### Отрывок текста

►

Преступник характеризуется двойственным образом. С одной стороны, он четко идентифицируется как человек из среды израильтян, приводится даже имя его матери и место ее происхождения. Однако, будучи сыном египтянина, он произошел от ее союза с чужаком, представителем того народа, который, согласно библейскому повествованию, угнетал и порабощал израильтян до того, как Моисей вывел их на свободу по повелению Бога. Рассказ предполагает, что, когда такой человек выражал неуважение к Господу, он показывал, что на самом деле вовсе не был одним из его верных. Парадигматически здесь уже выступают две концепции богохульства, которые и по сей день встречаются во все новых и новых смешанных взаимоотношениях: либо речь идет о хуле на своего Бога, либо на Бога «чужих».
Какой же Бог настолько серьезно воспринимает человеческое оскорбление, что приказывает своим собравшимся верным совершить ритуальную казнь? Конечно, этот Бог совершенно отличен от современного христианского образа милостивого и всепрощающего Небесного Отца. Но этот Бог имеет совершенно уникальные черты и в контексте древневосточного пантеона. В этой связи египтолог Ян Ассман говорил о Моисеевом различении, которое представляло собой не только важный водораздел древности, но и настоящий поворотный момент в мировой истории, «более решающий, чем все политические изменения»: «Не различение между единым Богом и многими богами кажется мне решающим фактором, а скорее различение между истинным и ложным в религии, между истинным Богом и ложными богами, между истинным учением и ересью, между знанием и невежеством, верой и неверием». В этом заключается существенное различие между давно установившимися религиозными культами египтян и вавилонян, а также греко-римской античностью, с одной стороны, и религиями книги, возникающими из акта откровения, с другой. В подзаголовке своей книги Ассман говорит о «цене монотеизма», которую пришлось заплатить за это «революционное новшество». Эта цена состояла в новых формах дискриминации, изоляции и в конечном счете насилия, которые привнесло в мир Моисеево различение, в «ненависти к язычникам, еретикам, идолопоклонникам и их храмам, обрядам и богам»[29].

◄

### Исходные записи
►

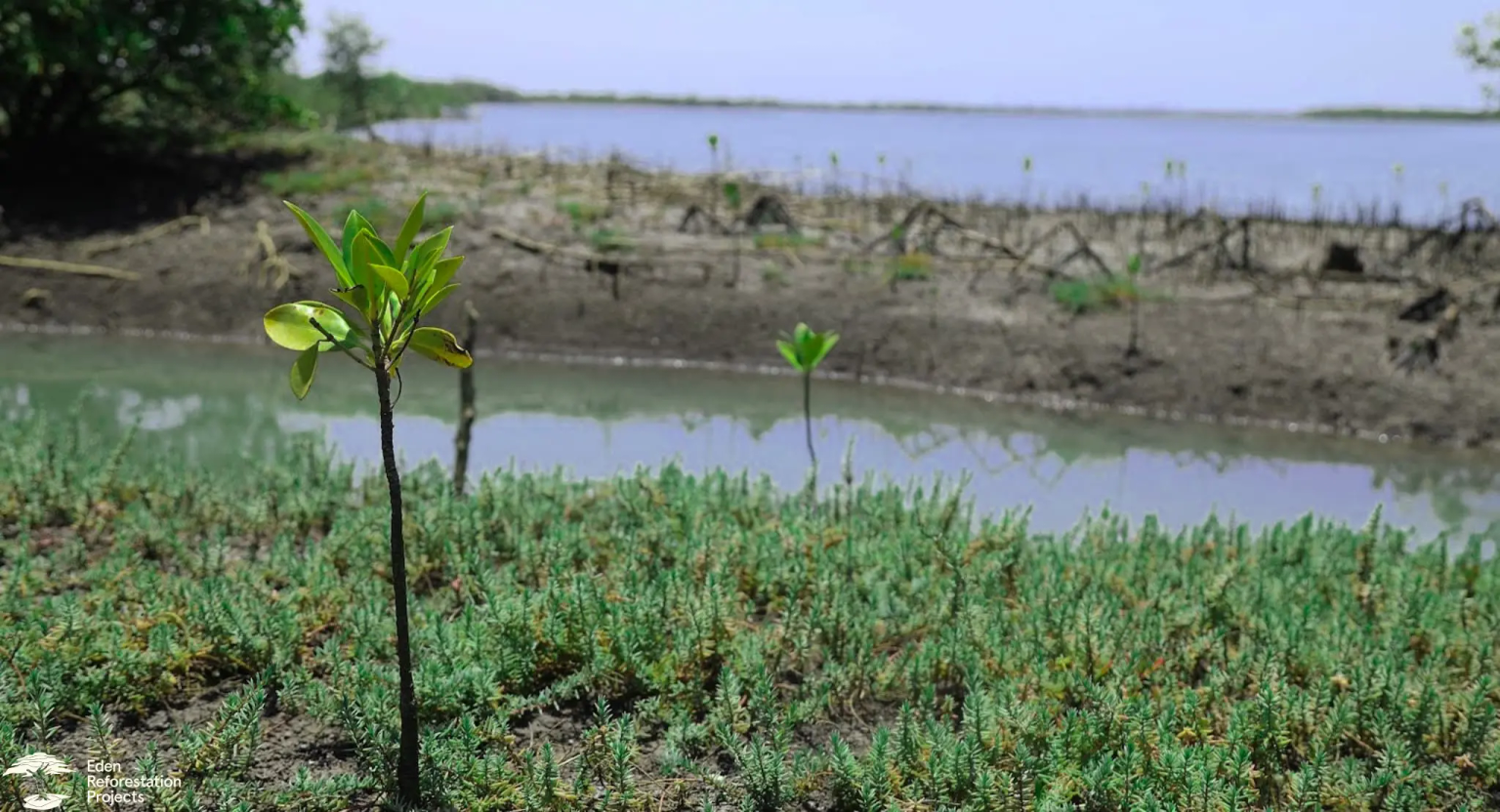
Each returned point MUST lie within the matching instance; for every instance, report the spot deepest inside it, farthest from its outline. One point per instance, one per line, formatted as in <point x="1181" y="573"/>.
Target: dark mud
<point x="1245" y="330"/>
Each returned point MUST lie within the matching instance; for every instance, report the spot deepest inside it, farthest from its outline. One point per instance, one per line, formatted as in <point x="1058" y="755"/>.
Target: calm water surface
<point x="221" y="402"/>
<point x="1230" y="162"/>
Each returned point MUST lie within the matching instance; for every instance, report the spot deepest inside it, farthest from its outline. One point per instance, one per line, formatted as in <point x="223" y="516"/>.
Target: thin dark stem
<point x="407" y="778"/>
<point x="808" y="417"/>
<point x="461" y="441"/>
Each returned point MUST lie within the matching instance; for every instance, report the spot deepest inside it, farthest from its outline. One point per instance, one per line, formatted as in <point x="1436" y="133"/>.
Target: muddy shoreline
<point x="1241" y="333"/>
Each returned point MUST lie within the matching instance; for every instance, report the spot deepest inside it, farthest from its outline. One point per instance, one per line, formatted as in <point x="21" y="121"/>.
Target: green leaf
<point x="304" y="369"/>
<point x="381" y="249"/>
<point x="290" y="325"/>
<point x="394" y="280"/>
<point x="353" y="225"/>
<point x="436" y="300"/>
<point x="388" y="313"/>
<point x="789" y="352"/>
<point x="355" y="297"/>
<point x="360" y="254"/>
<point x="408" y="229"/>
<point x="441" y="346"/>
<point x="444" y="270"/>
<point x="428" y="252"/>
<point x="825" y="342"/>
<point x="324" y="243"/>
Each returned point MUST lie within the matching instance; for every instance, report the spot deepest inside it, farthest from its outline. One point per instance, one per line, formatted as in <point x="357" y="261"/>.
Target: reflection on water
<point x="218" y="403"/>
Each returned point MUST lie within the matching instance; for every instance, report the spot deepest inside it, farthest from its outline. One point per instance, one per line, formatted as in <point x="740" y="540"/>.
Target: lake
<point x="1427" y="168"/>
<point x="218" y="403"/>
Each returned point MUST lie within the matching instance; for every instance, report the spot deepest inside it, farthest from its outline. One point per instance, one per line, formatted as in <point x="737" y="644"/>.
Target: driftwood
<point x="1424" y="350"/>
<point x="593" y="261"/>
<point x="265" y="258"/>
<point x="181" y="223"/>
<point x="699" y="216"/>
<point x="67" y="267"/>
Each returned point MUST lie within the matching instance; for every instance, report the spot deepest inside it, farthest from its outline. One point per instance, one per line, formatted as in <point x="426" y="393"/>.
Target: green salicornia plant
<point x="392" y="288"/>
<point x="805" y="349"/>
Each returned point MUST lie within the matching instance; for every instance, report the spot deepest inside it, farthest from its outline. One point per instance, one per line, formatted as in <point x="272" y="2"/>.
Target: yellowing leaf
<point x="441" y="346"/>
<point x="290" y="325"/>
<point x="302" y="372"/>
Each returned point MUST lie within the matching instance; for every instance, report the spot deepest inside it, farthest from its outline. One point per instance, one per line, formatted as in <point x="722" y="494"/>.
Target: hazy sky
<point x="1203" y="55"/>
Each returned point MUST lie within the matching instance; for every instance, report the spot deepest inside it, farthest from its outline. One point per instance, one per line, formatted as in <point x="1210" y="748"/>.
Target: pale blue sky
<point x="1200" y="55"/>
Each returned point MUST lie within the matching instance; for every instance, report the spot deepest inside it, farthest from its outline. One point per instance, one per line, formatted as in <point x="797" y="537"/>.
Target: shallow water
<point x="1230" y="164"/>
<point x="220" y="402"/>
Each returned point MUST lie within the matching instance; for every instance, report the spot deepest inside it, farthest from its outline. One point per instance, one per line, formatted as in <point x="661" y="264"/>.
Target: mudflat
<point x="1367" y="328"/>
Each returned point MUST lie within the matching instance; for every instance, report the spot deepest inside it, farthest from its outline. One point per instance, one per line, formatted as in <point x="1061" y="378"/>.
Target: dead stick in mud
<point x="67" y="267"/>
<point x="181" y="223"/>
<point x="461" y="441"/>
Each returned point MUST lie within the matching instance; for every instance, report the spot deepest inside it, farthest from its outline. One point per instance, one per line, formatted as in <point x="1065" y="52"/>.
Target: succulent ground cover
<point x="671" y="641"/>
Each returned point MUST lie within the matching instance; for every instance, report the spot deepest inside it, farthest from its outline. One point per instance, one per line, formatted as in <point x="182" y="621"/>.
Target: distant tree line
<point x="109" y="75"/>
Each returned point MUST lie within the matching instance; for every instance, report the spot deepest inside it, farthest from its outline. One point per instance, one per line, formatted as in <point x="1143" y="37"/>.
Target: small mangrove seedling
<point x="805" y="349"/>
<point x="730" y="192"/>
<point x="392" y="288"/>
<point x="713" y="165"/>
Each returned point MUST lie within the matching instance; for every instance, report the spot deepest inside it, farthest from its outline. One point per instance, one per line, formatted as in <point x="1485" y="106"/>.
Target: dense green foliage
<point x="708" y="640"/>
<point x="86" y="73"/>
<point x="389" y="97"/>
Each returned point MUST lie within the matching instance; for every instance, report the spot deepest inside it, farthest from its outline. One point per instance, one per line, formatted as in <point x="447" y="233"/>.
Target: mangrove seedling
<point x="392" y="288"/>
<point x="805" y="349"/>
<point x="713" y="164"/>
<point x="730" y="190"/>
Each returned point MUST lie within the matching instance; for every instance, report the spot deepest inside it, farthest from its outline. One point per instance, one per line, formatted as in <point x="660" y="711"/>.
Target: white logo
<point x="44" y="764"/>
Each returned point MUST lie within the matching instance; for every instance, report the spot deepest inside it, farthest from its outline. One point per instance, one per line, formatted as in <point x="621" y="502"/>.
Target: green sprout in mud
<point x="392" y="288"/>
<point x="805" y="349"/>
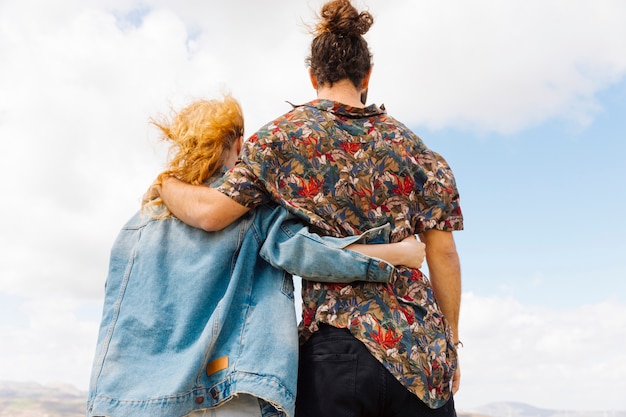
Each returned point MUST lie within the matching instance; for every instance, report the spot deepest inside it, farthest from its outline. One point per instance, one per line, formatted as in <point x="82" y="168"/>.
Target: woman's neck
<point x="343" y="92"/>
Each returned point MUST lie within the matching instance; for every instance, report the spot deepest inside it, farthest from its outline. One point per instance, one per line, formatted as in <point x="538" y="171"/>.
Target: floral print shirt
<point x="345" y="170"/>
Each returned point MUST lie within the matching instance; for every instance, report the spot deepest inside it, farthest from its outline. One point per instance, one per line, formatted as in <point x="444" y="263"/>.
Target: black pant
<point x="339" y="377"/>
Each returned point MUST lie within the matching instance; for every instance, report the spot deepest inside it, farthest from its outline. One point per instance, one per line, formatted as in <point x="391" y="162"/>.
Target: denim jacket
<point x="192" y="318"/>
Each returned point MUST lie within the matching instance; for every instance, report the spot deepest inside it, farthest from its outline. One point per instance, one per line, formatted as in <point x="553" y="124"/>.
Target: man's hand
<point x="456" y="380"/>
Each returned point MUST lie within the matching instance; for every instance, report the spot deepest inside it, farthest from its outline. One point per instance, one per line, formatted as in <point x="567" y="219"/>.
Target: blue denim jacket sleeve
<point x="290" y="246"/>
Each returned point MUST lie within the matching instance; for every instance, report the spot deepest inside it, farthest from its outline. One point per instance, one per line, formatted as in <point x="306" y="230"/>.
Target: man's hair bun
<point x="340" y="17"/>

◄

### Обязательные задания
[1] Перечислите все пары понятий, различение между которыми Ассман в отрывке о богохульстве называет решающим фактором.
[2] Соберите все строки записей, в которых встречается слово "leaf".
Отрывок и записи представляют собой отдельные материалы, не связанные между собой.

### Ответы
[1]
- истинное и ложное в религии
- истинный Бог и ложные боги
- истинное учение и ересь
- знание и невежество
- вера и неверие

[2]
Target: green leaf
Target: yellowing leaf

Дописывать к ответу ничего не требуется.